WHAT TO DO: Reproduce the following lines word for word, omitting the pictures from your answer.

##### ENTRIES PROVIDED

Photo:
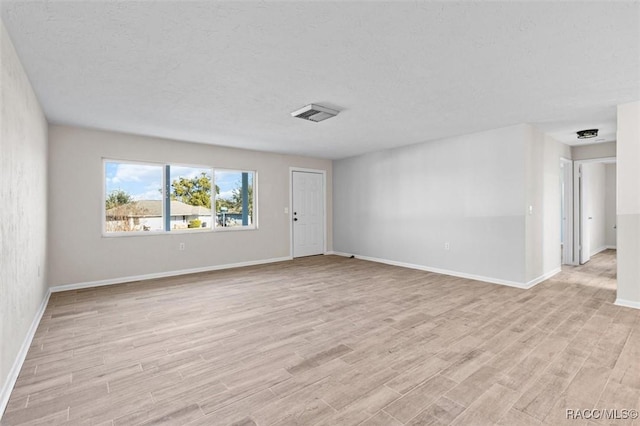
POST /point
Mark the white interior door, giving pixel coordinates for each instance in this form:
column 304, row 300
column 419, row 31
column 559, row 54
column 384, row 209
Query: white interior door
column 585, row 219
column 308, row 213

##########

OUTPUT:
Photo:
POST /point
Mark the white interior door, giving pixel coordinates for each instance in this form:
column 304, row 300
column 419, row 31
column 559, row 54
column 384, row 209
Query: white interior door
column 585, row 219
column 308, row 213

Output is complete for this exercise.